(Input material begins)

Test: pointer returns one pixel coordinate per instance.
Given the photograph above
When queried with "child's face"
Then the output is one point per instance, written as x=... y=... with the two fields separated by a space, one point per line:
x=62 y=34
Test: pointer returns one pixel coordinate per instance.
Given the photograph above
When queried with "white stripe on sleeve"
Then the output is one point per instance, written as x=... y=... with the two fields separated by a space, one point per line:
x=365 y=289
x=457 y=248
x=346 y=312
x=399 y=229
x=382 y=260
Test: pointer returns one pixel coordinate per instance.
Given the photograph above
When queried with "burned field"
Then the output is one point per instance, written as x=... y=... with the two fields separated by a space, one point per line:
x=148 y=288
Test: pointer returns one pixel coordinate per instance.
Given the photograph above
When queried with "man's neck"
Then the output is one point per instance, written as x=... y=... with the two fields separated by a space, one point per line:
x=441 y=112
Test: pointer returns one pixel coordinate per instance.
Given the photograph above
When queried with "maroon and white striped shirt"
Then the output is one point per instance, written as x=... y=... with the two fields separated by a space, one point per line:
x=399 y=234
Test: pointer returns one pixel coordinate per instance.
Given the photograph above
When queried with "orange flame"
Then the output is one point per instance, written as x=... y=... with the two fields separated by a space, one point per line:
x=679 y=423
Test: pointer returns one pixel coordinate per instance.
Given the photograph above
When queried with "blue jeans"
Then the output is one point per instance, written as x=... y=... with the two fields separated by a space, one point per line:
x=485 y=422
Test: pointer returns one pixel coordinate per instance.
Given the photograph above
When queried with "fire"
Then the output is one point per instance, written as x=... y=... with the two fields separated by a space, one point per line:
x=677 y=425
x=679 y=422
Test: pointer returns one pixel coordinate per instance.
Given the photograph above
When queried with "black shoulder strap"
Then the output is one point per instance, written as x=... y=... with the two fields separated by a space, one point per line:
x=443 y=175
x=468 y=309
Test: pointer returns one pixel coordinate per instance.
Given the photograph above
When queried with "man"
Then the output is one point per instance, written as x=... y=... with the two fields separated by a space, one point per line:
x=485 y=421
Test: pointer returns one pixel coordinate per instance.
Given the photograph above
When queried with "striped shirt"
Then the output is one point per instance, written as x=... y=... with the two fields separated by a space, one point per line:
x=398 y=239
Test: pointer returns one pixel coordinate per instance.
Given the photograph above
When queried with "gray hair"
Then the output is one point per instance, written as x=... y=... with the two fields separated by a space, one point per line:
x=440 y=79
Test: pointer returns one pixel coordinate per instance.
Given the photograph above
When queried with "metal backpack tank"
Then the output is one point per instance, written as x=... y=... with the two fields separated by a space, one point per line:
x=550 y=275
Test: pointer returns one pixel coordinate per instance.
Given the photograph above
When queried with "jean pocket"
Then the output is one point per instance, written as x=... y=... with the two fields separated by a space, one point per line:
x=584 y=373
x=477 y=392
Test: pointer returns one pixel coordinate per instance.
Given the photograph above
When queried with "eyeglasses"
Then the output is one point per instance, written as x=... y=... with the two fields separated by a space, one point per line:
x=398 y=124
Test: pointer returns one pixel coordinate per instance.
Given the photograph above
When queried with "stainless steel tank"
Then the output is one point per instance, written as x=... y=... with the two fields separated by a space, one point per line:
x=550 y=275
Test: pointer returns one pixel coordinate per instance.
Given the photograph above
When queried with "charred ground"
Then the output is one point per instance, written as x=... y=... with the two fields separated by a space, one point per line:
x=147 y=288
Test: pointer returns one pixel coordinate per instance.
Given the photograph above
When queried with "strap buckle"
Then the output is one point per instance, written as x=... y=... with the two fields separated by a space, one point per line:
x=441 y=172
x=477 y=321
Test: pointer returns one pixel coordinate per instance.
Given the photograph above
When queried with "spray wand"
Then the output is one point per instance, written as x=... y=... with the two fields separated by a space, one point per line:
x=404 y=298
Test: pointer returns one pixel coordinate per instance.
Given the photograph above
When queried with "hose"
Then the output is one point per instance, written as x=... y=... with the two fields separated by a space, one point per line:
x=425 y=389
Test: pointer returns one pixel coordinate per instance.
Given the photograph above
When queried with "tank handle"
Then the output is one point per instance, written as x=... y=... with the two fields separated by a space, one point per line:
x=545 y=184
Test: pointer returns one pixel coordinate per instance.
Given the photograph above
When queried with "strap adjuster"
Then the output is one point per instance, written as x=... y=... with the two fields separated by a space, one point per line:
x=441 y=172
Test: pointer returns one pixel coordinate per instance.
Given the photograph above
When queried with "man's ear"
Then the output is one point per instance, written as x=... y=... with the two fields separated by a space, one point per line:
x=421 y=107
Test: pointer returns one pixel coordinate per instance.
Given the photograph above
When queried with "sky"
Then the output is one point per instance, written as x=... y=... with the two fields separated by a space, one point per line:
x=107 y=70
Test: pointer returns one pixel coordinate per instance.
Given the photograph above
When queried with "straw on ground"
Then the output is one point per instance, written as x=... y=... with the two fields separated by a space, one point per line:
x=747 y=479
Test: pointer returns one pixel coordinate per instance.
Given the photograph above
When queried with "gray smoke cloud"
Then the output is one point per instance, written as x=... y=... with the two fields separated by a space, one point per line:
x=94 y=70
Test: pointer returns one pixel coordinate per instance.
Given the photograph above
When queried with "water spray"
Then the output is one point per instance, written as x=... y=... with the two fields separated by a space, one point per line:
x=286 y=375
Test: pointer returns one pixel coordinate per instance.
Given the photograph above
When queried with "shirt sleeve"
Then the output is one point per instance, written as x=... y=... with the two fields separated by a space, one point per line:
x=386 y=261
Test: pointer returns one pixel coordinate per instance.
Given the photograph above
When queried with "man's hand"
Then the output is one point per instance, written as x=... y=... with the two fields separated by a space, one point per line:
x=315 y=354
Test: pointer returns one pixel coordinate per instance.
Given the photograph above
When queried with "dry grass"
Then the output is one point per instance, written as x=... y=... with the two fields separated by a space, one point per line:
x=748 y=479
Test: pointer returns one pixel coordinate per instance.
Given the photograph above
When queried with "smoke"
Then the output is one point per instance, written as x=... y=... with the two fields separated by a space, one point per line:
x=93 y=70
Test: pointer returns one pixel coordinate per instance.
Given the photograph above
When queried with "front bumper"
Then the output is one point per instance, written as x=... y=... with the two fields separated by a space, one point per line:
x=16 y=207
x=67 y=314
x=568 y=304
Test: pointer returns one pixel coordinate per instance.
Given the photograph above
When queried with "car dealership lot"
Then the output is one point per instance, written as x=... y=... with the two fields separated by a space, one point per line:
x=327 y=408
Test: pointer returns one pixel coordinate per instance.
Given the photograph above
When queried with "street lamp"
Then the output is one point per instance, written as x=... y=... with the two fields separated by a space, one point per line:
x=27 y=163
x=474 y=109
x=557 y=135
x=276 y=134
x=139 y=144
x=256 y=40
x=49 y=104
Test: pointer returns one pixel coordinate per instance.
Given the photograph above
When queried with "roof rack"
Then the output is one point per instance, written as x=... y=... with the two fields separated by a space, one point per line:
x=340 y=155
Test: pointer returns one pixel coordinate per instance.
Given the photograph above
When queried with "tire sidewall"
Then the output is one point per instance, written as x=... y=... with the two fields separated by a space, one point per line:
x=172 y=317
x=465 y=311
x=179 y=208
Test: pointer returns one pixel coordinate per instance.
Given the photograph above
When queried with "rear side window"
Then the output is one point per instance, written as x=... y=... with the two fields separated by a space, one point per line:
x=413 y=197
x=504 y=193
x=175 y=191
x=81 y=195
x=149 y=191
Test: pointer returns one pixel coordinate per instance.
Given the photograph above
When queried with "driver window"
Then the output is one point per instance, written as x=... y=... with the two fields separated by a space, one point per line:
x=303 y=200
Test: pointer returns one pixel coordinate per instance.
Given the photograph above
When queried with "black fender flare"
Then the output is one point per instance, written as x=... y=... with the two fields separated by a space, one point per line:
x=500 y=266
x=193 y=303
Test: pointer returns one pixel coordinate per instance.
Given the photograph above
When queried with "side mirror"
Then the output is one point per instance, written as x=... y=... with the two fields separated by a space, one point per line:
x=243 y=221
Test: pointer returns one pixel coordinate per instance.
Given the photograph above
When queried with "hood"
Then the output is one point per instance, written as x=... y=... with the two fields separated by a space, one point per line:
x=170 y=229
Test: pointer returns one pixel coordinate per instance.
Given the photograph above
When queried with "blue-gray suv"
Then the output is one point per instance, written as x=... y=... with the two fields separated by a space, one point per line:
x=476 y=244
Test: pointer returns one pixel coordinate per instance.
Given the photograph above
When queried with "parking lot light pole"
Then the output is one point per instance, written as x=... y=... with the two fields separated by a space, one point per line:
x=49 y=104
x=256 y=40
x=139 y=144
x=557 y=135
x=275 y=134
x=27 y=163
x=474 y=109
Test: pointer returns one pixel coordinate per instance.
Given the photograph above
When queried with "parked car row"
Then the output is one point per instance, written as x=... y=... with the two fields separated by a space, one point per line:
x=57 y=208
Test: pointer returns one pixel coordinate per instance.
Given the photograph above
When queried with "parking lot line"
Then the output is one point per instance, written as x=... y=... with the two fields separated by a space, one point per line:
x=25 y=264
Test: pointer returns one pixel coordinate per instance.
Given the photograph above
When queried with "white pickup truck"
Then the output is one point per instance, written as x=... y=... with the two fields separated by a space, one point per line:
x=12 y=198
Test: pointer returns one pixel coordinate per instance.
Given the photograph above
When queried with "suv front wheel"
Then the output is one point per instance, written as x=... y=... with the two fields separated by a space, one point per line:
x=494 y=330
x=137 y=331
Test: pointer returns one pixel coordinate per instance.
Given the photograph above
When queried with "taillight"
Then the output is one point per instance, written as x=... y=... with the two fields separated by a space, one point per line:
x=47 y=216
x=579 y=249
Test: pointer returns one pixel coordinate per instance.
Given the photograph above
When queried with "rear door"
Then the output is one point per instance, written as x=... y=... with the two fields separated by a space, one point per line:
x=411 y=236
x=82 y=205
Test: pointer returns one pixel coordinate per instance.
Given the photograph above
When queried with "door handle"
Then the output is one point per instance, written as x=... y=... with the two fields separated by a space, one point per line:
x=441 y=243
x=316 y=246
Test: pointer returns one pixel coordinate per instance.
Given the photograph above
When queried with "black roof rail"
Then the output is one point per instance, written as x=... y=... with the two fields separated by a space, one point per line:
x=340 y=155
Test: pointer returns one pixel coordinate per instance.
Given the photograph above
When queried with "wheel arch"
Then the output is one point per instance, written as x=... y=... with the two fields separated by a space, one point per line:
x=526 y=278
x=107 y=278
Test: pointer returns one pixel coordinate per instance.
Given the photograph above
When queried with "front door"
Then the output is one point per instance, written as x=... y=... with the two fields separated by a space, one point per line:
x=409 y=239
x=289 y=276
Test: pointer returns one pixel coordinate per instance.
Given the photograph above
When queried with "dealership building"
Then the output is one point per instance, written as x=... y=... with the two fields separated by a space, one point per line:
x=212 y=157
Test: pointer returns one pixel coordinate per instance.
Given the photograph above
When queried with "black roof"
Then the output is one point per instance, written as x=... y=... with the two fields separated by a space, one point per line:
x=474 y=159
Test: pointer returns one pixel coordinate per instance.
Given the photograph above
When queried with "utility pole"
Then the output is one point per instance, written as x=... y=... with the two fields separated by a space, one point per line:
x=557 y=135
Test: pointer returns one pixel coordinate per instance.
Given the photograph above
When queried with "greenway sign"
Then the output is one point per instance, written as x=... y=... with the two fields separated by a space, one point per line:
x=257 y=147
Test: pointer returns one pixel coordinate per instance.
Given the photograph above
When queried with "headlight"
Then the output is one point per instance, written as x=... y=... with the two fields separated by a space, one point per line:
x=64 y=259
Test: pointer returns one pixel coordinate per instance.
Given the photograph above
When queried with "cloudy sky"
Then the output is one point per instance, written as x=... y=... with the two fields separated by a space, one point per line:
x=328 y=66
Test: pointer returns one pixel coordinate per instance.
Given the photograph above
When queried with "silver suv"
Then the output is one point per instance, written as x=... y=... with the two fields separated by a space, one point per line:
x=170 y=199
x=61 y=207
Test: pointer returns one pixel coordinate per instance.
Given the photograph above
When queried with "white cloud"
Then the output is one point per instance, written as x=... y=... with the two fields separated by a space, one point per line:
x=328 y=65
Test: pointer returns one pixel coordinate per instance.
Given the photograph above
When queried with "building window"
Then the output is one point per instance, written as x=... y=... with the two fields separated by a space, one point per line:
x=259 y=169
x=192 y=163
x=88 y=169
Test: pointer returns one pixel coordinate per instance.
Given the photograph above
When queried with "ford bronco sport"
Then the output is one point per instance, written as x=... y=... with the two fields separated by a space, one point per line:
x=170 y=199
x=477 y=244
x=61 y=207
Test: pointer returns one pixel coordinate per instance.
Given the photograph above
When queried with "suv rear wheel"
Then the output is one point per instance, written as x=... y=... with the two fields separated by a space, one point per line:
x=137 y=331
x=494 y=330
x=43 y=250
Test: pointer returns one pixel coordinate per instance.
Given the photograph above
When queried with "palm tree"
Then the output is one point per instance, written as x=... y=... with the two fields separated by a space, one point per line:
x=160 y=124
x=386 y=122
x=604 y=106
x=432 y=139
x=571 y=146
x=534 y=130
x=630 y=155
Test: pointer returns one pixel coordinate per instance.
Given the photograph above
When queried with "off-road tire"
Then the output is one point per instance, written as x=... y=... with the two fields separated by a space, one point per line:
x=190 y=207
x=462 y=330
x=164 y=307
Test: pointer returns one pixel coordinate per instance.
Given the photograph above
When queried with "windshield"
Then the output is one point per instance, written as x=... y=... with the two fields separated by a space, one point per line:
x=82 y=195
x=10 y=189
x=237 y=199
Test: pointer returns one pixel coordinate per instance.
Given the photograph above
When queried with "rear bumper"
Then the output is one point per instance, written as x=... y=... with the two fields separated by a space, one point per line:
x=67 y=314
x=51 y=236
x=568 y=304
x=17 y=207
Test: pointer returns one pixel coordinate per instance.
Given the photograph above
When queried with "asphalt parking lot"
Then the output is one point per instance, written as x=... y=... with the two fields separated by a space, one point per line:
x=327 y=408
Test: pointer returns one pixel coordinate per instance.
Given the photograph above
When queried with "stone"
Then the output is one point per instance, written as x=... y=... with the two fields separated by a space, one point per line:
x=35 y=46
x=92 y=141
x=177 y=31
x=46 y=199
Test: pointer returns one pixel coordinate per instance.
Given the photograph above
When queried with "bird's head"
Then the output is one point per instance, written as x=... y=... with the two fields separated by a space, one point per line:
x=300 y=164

(Input material ends)

* Brief *
Show each line of the material above where "door" occurs.

* Answer box *
When queried with "rear door"
When queried with "door handle"
When queried with "front door"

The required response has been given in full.